Task goal — Pull each line containing "Study" out of the listing below.

──────── Data for this task ────────

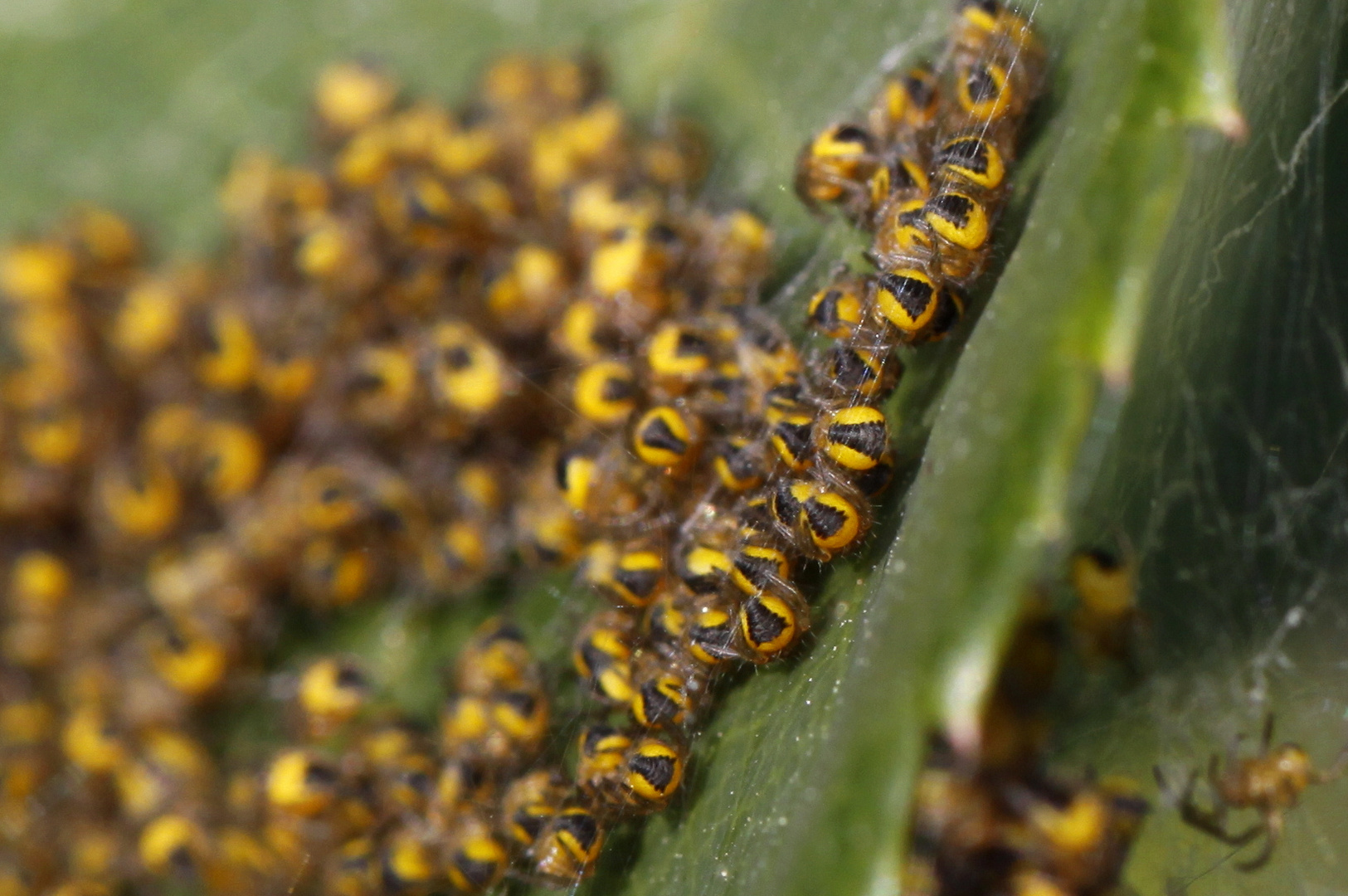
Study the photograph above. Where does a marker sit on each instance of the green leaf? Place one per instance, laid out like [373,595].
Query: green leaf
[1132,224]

────────
──────── Data for this task ────────

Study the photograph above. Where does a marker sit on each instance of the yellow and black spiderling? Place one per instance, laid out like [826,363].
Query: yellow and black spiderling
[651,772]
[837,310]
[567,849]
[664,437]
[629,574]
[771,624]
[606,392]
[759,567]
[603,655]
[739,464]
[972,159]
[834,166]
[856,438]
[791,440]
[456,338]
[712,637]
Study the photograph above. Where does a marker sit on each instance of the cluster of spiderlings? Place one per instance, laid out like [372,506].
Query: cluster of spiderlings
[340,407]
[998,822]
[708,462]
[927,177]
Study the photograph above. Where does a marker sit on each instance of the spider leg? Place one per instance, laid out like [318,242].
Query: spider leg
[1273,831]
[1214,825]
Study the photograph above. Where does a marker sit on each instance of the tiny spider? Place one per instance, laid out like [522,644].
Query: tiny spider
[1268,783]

────────

Task result —
Study the photograph above. Where does a marker sit on each instance of the green leaf? Place one per instance, laid out like [373,595].
Study the photograph above. Where does a marker sit on each instance of the yellow and black spiderling? Place one per instance, laid out like [826,363].
Study the photograph above. Where does a marker sit on each instance of the cluster of spiderlings? Place one per instance, laid out like [372,506].
Study the photograph above. Where does a marker sit on each instance of the spider leg? Place one per instance, laid out like [318,242].
Study the photograph above. Where does a marker sit on each instance of the tiny spider? Place one per instance, laid out like [522,644].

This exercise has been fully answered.